Each muscle simulates the effect of one isolated muscle contraction. Muscles can be unidirectional or bidirectional; a bidirectional muscle has two opposite effects.
Each muscle has these properties:
A time-varying contraction degree, represented by a parameter with range [0, 1], where 0 is fully relaxed and 1 is fully contracted. For bidirectional muscles, the range is [-1, 1].
A rig pose that defines the deformational effect of the muscle contraction on the rig. Rig poses are specified using the rig’s animation parameters. For bidirectional muscles, there is a positive pose and a negative pose.
Dynamic parameters that help determine the velocity of contraction or relaxation of the muscle. These specifically include two parameters: contraction duration and skew.
Speech Graphics' muscle-dynamic behavior algorithms generate muscle contraction values over time. These contraction values are converted into animation on the rig via the deformational definitions of the muscles.
Muscles are NOT visemes or expressions
Muscles are used to animate both speech and nonverbal behavior. However, note that muscles are NOT visemes or facial expressions.
A viseme is a group of several speech sounds which are considered to look similar. For example, the sounds /t, d, n, l/ may form a single viseme, likewise /p, b, m/ – because the members of these groups are highly confusable visually. In traditional facial animation, lip sync is achieved using a target pose for each viseme, with some form of interpolation between successive visemes.
Speech Graphics does not use visemes. While the muscle-dynamic system does cause the emergence of complex speech poses – corresponding to consonants and vowels – it does so through the cooperation of independent muscles working together to achieve articulatory objectives. For example, achieving /t/ involves contributions of tongue muscles, jaw muscles, and lip muscles operating independently, rather than a single monolitic pose affecting all of that anatomy.
Similarly, nonverbal facial expressions typically involve a number of muscles. For example, a smile might be composed of mouth corner retraction plus various cheek and eye movement – actions that are actually independently controllable on a real person’s face. If you were to make a single monolithic muscle for this this or other complex expressions, your animation would look less natural, because it would move from pose to pose in a way that is not grounded in what is physically possible. See Behavior Modes on how nonverbal facial expressions are constructed from combinations of muscles.
Default muscle set
As part of the character setup process, your character control file will be delivered with a set of default muscles already defined. After delivery, you can further edit the muscles in SGX Studio (see Editing muscles).
There are currently 73 default muscles. Muscles are grouped into anatomical regions (brows, cheeks, jaw, lips, tongue, etc), of which there are currently 10. The main significance of anatomical regions – aside from providing a convenient organizational structure for sorting muscles – is that they carry default dynamic parameters. For example, displacements of the tongue generally happen much faster than those of the head due to their relative sizes and distances traveled, and these differences are reflected in the default dynamics of the two regions. New muscles added to each region automatically inherit the default dynamics of that region.

| INPUT DATA |

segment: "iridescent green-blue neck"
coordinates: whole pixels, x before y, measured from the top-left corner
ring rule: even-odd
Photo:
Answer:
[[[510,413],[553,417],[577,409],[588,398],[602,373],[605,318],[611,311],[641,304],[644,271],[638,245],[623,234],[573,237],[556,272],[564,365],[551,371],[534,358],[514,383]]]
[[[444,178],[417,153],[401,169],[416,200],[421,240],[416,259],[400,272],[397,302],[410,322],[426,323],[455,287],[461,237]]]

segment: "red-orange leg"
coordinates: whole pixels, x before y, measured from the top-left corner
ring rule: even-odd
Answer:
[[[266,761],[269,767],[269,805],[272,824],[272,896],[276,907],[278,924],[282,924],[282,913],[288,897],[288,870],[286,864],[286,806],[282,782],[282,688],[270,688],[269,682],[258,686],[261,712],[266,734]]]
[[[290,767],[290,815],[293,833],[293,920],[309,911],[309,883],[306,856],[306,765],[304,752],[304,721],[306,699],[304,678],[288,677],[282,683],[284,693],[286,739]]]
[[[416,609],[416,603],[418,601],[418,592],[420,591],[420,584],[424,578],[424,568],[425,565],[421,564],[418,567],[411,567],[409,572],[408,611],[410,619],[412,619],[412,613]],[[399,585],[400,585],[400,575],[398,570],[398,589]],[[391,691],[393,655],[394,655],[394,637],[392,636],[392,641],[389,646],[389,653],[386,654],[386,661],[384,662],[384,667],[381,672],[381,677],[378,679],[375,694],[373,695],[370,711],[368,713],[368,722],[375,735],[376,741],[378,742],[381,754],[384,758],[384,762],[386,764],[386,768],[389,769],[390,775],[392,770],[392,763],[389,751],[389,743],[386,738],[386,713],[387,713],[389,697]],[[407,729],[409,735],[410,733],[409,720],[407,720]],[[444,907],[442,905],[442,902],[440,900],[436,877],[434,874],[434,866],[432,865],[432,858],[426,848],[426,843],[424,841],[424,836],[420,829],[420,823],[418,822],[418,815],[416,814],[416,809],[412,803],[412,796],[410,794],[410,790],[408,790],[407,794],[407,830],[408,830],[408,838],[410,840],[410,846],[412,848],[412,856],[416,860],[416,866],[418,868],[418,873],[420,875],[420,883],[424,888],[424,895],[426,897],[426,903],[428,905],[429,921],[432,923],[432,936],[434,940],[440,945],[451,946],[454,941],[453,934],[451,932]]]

| TASKS TO COMPLETE |
• 1. Answer these questions about the text on animation muscles, one line each, marked as below.
(a) What range does the contraction degree of a bidirectional muscle have?
(b) Which two dynamic parameters are named as affecting the velocity of contraction or relaxation?
(c) How many default muscles are there currently?
• 2. Write out every line of both entries again, including their requests, and add 18 to each coordinate in their answers.

| TASK ANSWERS |
• 1.
(a) [-1, 1]
(b) Contraction duration and skew
(c) 73

• 2.
segment: "iridescent green-blue neck"
coordinates: whole pixels, x before y, measured from the top-left corner
ring rule: even-odd
Photo:
Answer:
[[[528,431],[571,435],[595,427],[606,416],[620,391],[623,336],[629,329],[659,322],[662,289],[656,263],[641,252],[591,255],[574,290],[582,383],[569,389],[552,376],[532,401]]]
[[[462,196],[435,171],[419,187],[434,218],[439,258],[434,277],[418,290],[415,320],[428,340],[444,341],[473,305],[479,255]]]

segment: "red-orange leg"
coordinates: whole pixels, x before y, measured from the top-left corner
ring rule: even-odd
Answer:
[[[284,779],[287,785],[287,823],[290,842],[290,914],[294,925],[296,942],[300,942],[300,931],[306,915],[306,888],[304,882],[304,824],[300,800],[300,706],[288,706],[287,700],[276,704],[279,730],[284,752]]]
[[[308,785],[308,833],[311,851],[311,938],[327,929],[327,901],[324,874],[324,783],[322,770],[322,739],[324,717],[322,696],[306,695],[300,701],[302,711],[304,757]]]
[[[434,627],[434,621],[436,619],[436,610],[438,609],[438,602],[442,596],[442,586],[443,583],[439,582],[436,585],[429,585],[427,590],[426,629],[428,637],[430,637],[430,631]],[[417,603],[418,603],[418,593],[416,588],[416,607]],[[409,709],[411,673],[412,673],[412,655],[410,654],[410,659],[407,664],[407,671],[404,672],[404,679],[402,680],[402,685],[399,690],[399,695],[396,697],[393,712],[391,713],[388,729],[386,731],[386,740],[393,753],[394,759],[396,760],[399,772],[402,776],[402,780],[404,782],[404,786],[407,787],[408,793],[410,788],[410,781],[407,769],[407,761],[404,756],[404,731],[405,731],[407,715]],[[425,747],[427,753],[428,751],[427,738],[425,738]],[[462,925],[460,923],[460,920],[458,918],[454,895],[452,892],[452,884],[450,883],[450,876],[444,866],[444,861],[442,859],[442,854],[438,847],[438,841],[436,840],[436,833],[434,832],[434,827],[430,821],[430,814],[428,812],[428,808],[426,808],[425,812],[425,848],[426,848],[426,856],[428,858],[428,864],[430,866],[430,874],[434,878],[434,884],[436,886],[436,891],[438,893],[438,901],[442,906],[442,913],[444,915],[444,921],[446,923],[447,939],[450,941],[450,954],[452,958],[458,963],[469,964],[472,959],[471,952],[469,950]]]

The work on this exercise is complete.